** TASK STATEMENT **
Reproduce nothing but the lines from the one with "Greenhouse-scouting task: tag the bicycle fork" down to the last line of the data below.

[Stored data]
####
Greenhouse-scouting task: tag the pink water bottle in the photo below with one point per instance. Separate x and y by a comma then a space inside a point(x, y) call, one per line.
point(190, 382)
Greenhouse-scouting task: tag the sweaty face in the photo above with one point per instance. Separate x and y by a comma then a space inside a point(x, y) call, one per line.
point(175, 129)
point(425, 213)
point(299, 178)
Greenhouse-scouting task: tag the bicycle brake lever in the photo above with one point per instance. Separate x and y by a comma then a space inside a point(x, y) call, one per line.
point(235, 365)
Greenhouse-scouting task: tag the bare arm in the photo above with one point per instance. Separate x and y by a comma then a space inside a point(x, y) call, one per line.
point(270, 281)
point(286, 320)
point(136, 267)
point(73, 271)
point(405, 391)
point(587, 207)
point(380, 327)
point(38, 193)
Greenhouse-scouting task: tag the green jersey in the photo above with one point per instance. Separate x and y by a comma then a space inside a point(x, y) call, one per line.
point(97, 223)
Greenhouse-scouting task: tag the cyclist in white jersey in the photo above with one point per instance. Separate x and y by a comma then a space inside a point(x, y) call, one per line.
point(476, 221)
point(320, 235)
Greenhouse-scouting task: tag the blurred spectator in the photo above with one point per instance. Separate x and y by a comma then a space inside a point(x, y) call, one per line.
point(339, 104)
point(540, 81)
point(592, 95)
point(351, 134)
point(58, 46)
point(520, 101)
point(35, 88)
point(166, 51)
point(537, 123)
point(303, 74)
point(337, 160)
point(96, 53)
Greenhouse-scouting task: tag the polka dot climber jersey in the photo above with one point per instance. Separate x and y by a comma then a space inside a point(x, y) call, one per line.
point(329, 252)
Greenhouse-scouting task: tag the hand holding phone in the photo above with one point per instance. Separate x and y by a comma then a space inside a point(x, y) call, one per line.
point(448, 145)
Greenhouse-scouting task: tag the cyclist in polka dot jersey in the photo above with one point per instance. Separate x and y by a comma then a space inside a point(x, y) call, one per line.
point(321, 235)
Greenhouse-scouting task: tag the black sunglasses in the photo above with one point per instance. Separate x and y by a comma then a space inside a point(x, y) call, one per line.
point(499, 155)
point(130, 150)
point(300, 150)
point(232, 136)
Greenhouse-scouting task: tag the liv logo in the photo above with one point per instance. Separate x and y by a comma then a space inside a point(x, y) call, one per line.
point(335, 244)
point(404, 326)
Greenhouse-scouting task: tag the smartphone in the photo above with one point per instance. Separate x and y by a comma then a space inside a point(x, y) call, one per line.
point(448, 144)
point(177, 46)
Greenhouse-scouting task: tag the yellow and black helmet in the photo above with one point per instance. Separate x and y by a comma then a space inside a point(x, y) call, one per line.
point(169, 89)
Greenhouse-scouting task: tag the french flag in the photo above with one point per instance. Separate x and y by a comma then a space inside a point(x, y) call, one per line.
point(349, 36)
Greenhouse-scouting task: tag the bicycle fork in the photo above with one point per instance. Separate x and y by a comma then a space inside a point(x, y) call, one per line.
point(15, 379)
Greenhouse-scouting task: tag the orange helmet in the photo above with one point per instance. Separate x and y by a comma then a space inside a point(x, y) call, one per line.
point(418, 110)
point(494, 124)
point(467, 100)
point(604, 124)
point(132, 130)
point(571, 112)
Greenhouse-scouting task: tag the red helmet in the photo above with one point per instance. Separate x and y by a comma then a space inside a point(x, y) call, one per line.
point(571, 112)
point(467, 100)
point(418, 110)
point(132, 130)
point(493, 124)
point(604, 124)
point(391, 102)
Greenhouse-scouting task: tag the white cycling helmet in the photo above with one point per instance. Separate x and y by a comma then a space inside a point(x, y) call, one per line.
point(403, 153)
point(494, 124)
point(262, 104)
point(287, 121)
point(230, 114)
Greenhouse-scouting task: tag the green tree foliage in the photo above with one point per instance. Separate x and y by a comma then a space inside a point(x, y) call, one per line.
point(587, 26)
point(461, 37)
####
** RESPONSE AREA **
Greenhouse-scouting task: tag the bicycle fork in the photo above with one point per instance. Separate x and y by a comma then a space inside a point(x, y) call, one per line.
point(15, 379)
Greenhouse-scouting task: tag the orange helmet in the photo above with one point per instance. Separate x and y by a comma then a space inside a point(x, y) call, one per line.
point(418, 110)
point(494, 124)
point(467, 100)
point(604, 124)
point(132, 130)
point(571, 112)
Greenhouse-scouting task: tag the red helmet in the photo above with one point per instance. Separate x and y by a comma then a space inside a point(x, y) call, one per line.
point(571, 112)
point(467, 100)
point(418, 110)
point(132, 130)
point(493, 124)
point(604, 124)
point(391, 102)
Greenhouse-scouting task: tag the white cycling helmet in the photo above with one point per instance. Separate x and y by a comma then a space inside a point(x, y) call, one per line.
point(403, 153)
point(494, 124)
point(262, 104)
point(287, 121)
point(230, 114)
Greenhouse-scouting task: tag the green tree foliage in the photo above with one point per instance. Separate x and y by a comma then a space inside a point(x, y) call, one per line.
point(587, 26)
point(461, 37)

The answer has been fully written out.